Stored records

▼

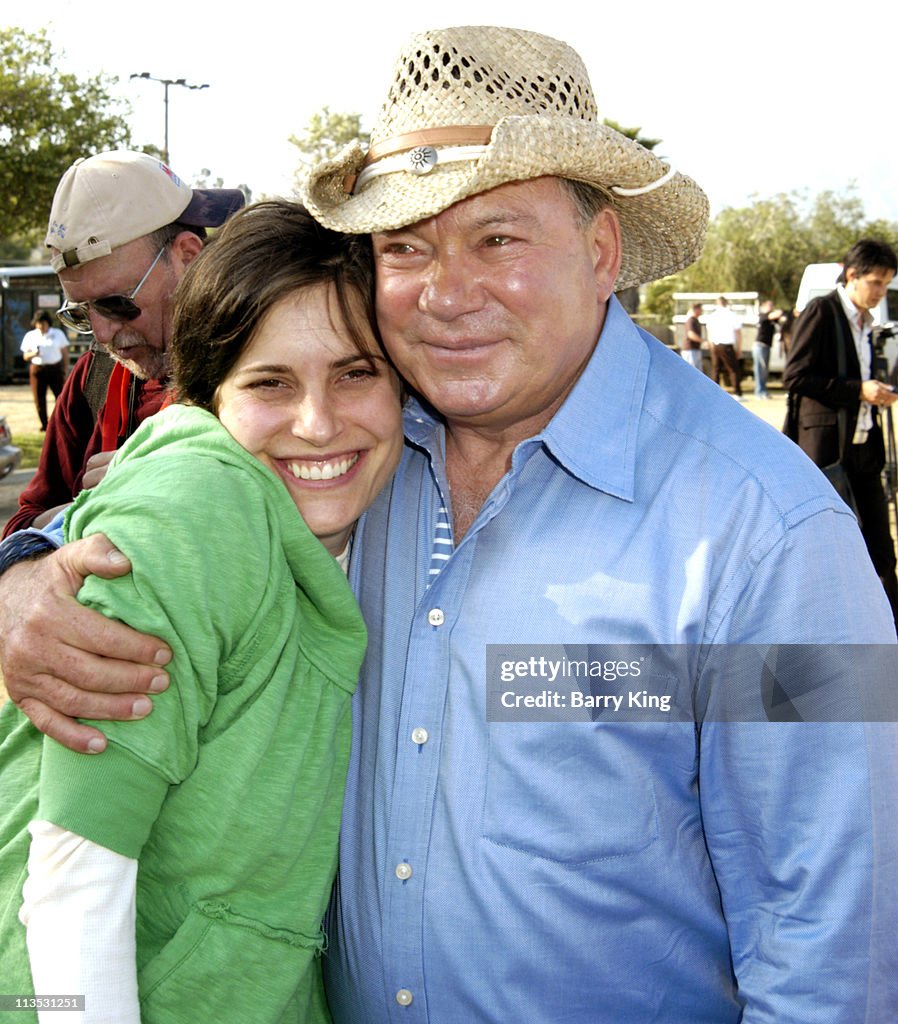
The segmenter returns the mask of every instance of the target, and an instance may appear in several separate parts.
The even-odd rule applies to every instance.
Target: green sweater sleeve
[[[139,854],[169,786],[192,770],[220,667],[246,656],[264,614],[280,484],[246,460],[180,449],[125,459],[67,521],[68,540],[105,533],[132,564],[120,579],[90,577],[79,600],[173,652],[171,685],[148,718],[95,723],[105,753],[45,744],[40,817],[125,856]]]

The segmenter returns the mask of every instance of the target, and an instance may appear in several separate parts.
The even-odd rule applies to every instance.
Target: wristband
[[[55,551],[57,544],[38,530],[20,530],[0,543],[0,576],[19,562]]]

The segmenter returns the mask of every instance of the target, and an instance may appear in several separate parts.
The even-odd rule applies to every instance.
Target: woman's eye
[[[351,370],[346,370],[342,375],[342,380],[367,380],[369,377],[376,377],[377,370],[373,366],[354,366]]]
[[[484,245],[502,246],[508,245],[510,241],[508,235],[490,235],[489,238],[484,239]]]

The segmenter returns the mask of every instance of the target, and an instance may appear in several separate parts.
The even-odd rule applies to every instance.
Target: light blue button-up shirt
[[[443,431],[407,435],[351,570],[338,1024],[894,1024],[894,725],[485,711],[488,644],[893,641],[819,471],[614,300],[436,576]]]

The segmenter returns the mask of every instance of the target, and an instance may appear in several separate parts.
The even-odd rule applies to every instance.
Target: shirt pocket
[[[323,935],[273,929],[220,901],[192,907],[138,975],[141,1017],[154,1024],[327,1020],[315,1012]]]
[[[663,742],[664,727],[646,728],[493,723],[482,837],[570,866],[646,850],[658,838],[655,787],[645,758],[629,751]]]

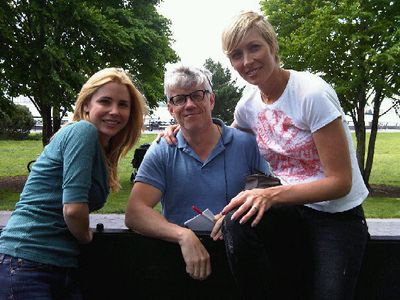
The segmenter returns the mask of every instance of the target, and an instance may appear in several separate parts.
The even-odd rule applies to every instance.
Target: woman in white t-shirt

▲

> **INSTRUCTIONS FOR THE TASK**: Skipping any pictures, copy the entries exactly as they appear.

> **WRITTEN ANSWER**:
The segmenter returns the mask of every instance of the target, and an instance may appear in several separate parts.
The even-odd rule applies to every instance.
Target: green sweater sleeve
[[[139,854],[169,786],[192,770],[220,667],[246,656],[264,614],[280,484],[246,460],[180,449],[125,459],[67,521],[68,540],[105,533],[132,564],[120,579],[90,577],[79,600],[173,652],[171,685],[148,718],[95,723],[105,753],[45,744],[40,817],[125,856]]]

The segmenter returns the mask of every instance of the target, and an instance may appear in several separate parts.
The even-odd rule applies to every instance.
Target: wristband
[[[55,551],[57,544],[38,530],[20,530],[0,543],[0,576],[19,562]]]

The segmenter returns the mask of every instance of the target, and an instance may appear in several separate parts.
The even-odd rule applies to every instance.
Target: woman's eye
[[[351,370],[346,370],[342,375],[342,380],[367,380],[369,377],[376,377],[377,370],[373,366],[354,366]]]
[[[484,245],[502,246],[508,245],[510,241],[508,235],[490,235],[489,238],[484,239]]]

The segmenter returns the mask of every instance of the target, and an instance may appear in several separate parts.
The even-odd rule applies to every instance.
Target: light blue button-up shirt
[[[443,431],[407,435],[351,570],[338,1024],[894,1024],[894,725],[485,711],[488,644],[893,641],[819,471],[614,300],[436,576]]]

The segmenter returns the mask of every instance of the target, and an instance may appear in several separate parts.
The even-odd rule applies to every instance.
Target: shirt pocket
[[[323,935],[273,929],[220,901],[192,907],[138,975],[141,1017],[154,1024],[327,1020],[315,1012]]]
[[[663,742],[664,727],[646,728],[493,723],[482,837],[570,866],[646,850],[658,838],[655,787],[645,758],[629,751]]]

The segmenter returns the mask of every instance of the target, and an instance may appear in several separate parts.
The even-odd rule applies to every instance.
Target: woman in white t-shirt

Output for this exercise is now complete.